### Listing
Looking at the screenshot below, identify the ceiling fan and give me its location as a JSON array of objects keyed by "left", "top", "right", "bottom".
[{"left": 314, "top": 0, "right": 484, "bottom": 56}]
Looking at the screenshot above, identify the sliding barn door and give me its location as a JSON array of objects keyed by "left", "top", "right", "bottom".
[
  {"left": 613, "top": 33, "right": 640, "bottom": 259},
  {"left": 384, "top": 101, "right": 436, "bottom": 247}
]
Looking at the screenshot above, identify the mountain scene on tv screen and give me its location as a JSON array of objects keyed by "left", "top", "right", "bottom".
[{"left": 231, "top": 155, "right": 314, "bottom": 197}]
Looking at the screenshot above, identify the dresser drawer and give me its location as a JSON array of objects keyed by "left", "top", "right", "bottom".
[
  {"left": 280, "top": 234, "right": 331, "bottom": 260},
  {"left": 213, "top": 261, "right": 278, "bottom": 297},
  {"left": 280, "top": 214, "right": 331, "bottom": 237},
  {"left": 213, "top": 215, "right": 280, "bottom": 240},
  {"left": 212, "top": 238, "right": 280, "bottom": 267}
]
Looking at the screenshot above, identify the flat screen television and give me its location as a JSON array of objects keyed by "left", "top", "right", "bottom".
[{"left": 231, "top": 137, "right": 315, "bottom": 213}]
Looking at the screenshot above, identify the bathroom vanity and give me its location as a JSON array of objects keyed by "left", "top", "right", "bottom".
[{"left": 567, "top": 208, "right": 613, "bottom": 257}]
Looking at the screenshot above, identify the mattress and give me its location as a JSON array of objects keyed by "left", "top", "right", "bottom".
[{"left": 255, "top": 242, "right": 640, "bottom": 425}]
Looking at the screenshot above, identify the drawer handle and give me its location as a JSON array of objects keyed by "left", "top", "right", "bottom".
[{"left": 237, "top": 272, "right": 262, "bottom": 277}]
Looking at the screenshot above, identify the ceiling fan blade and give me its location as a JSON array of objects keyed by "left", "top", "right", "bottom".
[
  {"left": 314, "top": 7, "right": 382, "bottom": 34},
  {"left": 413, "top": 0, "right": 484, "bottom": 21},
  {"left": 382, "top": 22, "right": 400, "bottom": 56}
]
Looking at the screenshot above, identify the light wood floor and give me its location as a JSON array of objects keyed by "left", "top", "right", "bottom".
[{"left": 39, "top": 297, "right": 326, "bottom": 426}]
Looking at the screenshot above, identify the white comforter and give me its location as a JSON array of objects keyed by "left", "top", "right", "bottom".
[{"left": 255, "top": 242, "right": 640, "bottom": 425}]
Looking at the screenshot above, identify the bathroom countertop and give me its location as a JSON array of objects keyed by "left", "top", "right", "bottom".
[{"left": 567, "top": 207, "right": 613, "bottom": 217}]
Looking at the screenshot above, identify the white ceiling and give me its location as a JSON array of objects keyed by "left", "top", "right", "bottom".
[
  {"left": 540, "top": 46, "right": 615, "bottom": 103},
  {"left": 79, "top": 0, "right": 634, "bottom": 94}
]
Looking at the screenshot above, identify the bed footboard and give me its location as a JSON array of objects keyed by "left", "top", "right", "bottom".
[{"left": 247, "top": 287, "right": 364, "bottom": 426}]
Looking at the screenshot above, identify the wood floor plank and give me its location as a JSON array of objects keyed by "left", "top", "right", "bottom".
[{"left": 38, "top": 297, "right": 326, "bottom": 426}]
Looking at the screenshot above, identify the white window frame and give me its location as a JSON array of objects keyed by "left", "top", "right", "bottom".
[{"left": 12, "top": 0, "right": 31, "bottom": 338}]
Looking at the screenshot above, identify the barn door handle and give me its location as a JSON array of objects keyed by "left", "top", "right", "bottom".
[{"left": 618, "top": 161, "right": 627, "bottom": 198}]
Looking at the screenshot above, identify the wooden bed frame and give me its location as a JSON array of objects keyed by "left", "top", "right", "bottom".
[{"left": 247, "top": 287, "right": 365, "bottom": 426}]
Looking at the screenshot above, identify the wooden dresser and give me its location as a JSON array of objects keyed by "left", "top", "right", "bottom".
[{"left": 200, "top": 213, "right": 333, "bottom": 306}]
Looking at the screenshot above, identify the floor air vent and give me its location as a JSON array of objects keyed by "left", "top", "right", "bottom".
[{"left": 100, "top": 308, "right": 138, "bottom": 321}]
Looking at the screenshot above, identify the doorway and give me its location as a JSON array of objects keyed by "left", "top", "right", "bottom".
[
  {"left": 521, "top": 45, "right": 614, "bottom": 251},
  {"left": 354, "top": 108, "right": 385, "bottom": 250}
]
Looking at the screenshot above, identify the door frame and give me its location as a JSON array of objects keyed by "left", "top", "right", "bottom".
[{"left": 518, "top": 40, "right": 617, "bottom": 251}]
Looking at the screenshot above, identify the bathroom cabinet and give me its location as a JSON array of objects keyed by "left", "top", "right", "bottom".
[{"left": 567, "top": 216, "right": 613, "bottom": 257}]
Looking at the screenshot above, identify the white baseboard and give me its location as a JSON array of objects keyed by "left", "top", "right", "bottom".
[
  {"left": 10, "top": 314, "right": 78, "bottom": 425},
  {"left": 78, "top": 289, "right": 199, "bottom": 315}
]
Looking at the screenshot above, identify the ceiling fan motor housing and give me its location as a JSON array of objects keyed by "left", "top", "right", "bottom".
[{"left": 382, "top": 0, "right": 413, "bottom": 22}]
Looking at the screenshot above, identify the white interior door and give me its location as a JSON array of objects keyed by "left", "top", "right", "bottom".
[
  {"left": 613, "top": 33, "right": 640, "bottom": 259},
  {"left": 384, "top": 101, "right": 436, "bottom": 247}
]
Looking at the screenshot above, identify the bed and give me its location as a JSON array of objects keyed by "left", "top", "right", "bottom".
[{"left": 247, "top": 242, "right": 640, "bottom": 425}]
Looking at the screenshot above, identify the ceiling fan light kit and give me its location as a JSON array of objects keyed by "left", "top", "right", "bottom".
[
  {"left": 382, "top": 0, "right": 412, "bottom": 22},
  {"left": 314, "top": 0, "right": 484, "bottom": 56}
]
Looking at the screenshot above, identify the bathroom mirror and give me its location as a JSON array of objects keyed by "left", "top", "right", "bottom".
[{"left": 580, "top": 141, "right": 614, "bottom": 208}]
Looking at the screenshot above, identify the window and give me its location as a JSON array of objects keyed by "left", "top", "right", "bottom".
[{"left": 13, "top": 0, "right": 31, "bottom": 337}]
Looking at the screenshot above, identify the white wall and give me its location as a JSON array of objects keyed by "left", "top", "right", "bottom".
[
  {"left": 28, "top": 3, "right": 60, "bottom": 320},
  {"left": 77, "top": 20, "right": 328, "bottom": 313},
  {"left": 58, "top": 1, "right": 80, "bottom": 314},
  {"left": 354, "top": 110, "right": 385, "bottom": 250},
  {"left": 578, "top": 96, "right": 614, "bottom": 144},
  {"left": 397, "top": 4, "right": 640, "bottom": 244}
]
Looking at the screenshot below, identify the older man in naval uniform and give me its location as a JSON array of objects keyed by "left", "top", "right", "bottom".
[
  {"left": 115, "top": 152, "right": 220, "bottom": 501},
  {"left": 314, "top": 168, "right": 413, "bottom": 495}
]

### Set exercise
Reproduce the listing in full. Keep it exactly as written.

### Task solution
Looking at the screenshot below, identify the ceiling fan and give me its location as a JSON array of objects keyed by "left", "top", "right", "bottom".
[{"left": 314, "top": 0, "right": 484, "bottom": 56}]
Looking at the screenshot above, identify the sliding barn door and give me its location as a JSON array of objects keyed by "left", "top", "right", "bottom".
[
  {"left": 613, "top": 33, "right": 640, "bottom": 259},
  {"left": 384, "top": 101, "right": 436, "bottom": 247}
]
Looking at the screenshot above, identify the mountain scene on tv screen and give me its location as a JSON array of objects keyed by "left", "top", "right", "bottom".
[{"left": 231, "top": 155, "right": 314, "bottom": 197}]
Looking at the screenshot above, identify the dresser drawer and give me its location as a JSON array of objects keyed by "left", "top", "right", "bottom".
[
  {"left": 280, "top": 234, "right": 331, "bottom": 260},
  {"left": 213, "top": 261, "right": 278, "bottom": 297},
  {"left": 280, "top": 214, "right": 331, "bottom": 237},
  {"left": 213, "top": 215, "right": 280, "bottom": 240},
  {"left": 212, "top": 238, "right": 280, "bottom": 267}
]
Looking at the screenshot above, identify the flat screen television and give me its location as a JSON array of objects keyed by "left", "top", "right", "bottom".
[{"left": 231, "top": 137, "right": 315, "bottom": 213}]
Looking at the screenshot above, identify the bathroom vanity and give me its location as a JSON array of objects keyed by "left", "top", "right", "bottom".
[{"left": 567, "top": 208, "right": 613, "bottom": 257}]
Looking at the screenshot above, identify the mattress and give me its location as a JSON array of objects keyed by "left", "top", "right", "bottom".
[{"left": 255, "top": 242, "right": 640, "bottom": 425}]
Looking at the screenshot above, identify the drawer handle and give me its location as a JSON array of objects keyed by "left", "top", "right", "bottom".
[{"left": 237, "top": 272, "right": 262, "bottom": 277}]
Looking at the screenshot above, identify the ceiling fan blade and give me its location as a JSON array of objects keyed by "left", "top", "right", "bottom".
[
  {"left": 314, "top": 7, "right": 382, "bottom": 34},
  {"left": 413, "top": 0, "right": 484, "bottom": 21},
  {"left": 382, "top": 22, "right": 400, "bottom": 56}
]
Looking at the screenshot above, identify the light wood floor and give me its location as a JSON array of objects keyed by "left", "top", "right", "bottom".
[{"left": 39, "top": 297, "right": 326, "bottom": 426}]
Looking at the screenshot above, identify the white comforter and give me its location as a JSON array of objects keyed by "left", "top", "right", "bottom".
[{"left": 255, "top": 242, "right": 640, "bottom": 425}]
Looking at the screenshot above, identify the bathroom countertop and give me its location as a JSON array of objects keyed by "left", "top", "right", "bottom".
[{"left": 567, "top": 207, "right": 613, "bottom": 217}]
Looking at the screenshot above, identify the white ceiling and give me its location as a JSON array of objects keyed by "left", "top", "right", "bottom".
[
  {"left": 540, "top": 46, "right": 615, "bottom": 103},
  {"left": 79, "top": 0, "right": 634, "bottom": 94}
]
Looking at the screenshot above, identify the bed footboard and give me its location as a JSON array of objects keyed by "left", "top", "right", "bottom".
[{"left": 247, "top": 287, "right": 364, "bottom": 426}]
Looking at the screenshot above, identify the wood floor plank and give me its location as a JSON array of objects keyed by "left", "top", "right", "bottom".
[{"left": 38, "top": 297, "right": 326, "bottom": 426}]
Looking at the screenshot above, identify the white window frame and give me its location as a JSON array of objects keyed by "left", "top", "right", "bottom".
[{"left": 12, "top": 0, "right": 31, "bottom": 338}]
Looking at the screenshot above, identify the barn door handle and give me its location as a JSON array of objects keyed by "left", "top", "right", "bottom".
[{"left": 618, "top": 161, "right": 627, "bottom": 198}]
Looking at the screenshot above, identify the wooden bed frame and give me its location as a JSON array of objects keyed by "left", "top", "right", "bottom".
[{"left": 247, "top": 287, "right": 365, "bottom": 426}]
Looking at the screenshot above, identify the wooden dresser and give me its location as a JSON array of objects keyed by "left", "top", "right", "bottom".
[{"left": 200, "top": 213, "right": 333, "bottom": 306}]
Looking at the screenshot above, identify the floor air vent and give me its location as a JSON array of objects keyed by "left", "top", "right", "bottom".
[{"left": 100, "top": 308, "right": 138, "bottom": 321}]
Looking at the screenshot above, identify the doorway and give me its location as a JSON array of objects keyed by "left", "top", "right", "bottom".
[
  {"left": 521, "top": 45, "right": 614, "bottom": 251},
  {"left": 354, "top": 108, "right": 385, "bottom": 250}
]
Looking at the screenshot above, identify the door frame and give me its location as a JSON array of objects keyed by "left", "top", "right", "bottom".
[{"left": 518, "top": 40, "right": 617, "bottom": 251}]
Looking at the screenshot above, identify the bathroom cabinet and give me its location as a JSON array of objects keyed by "left", "top", "right", "bottom".
[{"left": 567, "top": 216, "right": 613, "bottom": 257}]
Looking at the screenshot above, identify the white baseboard and give me its location as a JSON array of objects keyed by "left", "top", "right", "bottom".
[
  {"left": 10, "top": 314, "right": 78, "bottom": 425},
  {"left": 78, "top": 289, "right": 199, "bottom": 315}
]
Looking at the screenshot above, identify the ceiling fan motor housing and give me its location as a JSON array of objects keyed by "left", "top", "right", "bottom".
[{"left": 382, "top": 0, "right": 413, "bottom": 22}]
Looking at the screenshot above, identify the white interior door and give me its location as a JSON array of objects keyed by "left", "top", "right", "bottom".
[
  {"left": 613, "top": 33, "right": 640, "bottom": 259},
  {"left": 384, "top": 101, "right": 436, "bottom": 247}
]
Looking at the screenshot above, identify the bed and give me its location as a JSON array of objects keyed by "left", "top", "right", "bottom".
[{"left": 247, "top": 242, "right": 640, "bottom": 425}]
Looking at the screenshot above, identify the ceiling fan light kit and give me its location as a JSON array of objects keyed by "left", "top", "right", "bottom".
[
  {"left": 382, "top": 0, "right": 412, "bottom": 22},
  {"left": 314, "top": 0, "right": 484, "bottom": 56}
]
Looking at the screenshot above, identify the bathroom mirror and give me its location as a JSON array of objects keyed by "left", "top", "right", "bottom".
[{"left": 580, "top": 141, "right": 614, "bottom": 208}]
Looking at the screenshot above, identify the window and give me its location as a JSON array of objects keyed by "left", "top", "right", "bottom".
[{"left": 13, "top": 0, "right": 31, "bottom": 337}]
Looking at the screenshot above, identify the white wall and give me its location as a JSON array of objects keyed by "left", "top", "right", "bottom".
[
  {"left": 28, "top": 3, "right": 60, "bottom": 320},
  {"left": 77, "top": 20, "right": 328, "bottom": 313},
  {"left": 58, "top": 1, "right": 80, "bottom": 314},
  {"left": 354, "top": 110, "right": 385, "bottom": 250},
  {"left": 578, "top": 96, "right": 614, "bottom": 144},
  {"left": 397, "top": 4, "right": 640, "bottom": 244}
]
Looking at the screenshot below, identify the older man in naval uniform and give me its location as a JSON array of objects keyed by "left", "top", "right", "bottom".
[
  {"left": 115, "top": 152, "right": 220, "bottom": 501},
  {"left": 314, "top": 168, "right": 413, "bottom": 495}
]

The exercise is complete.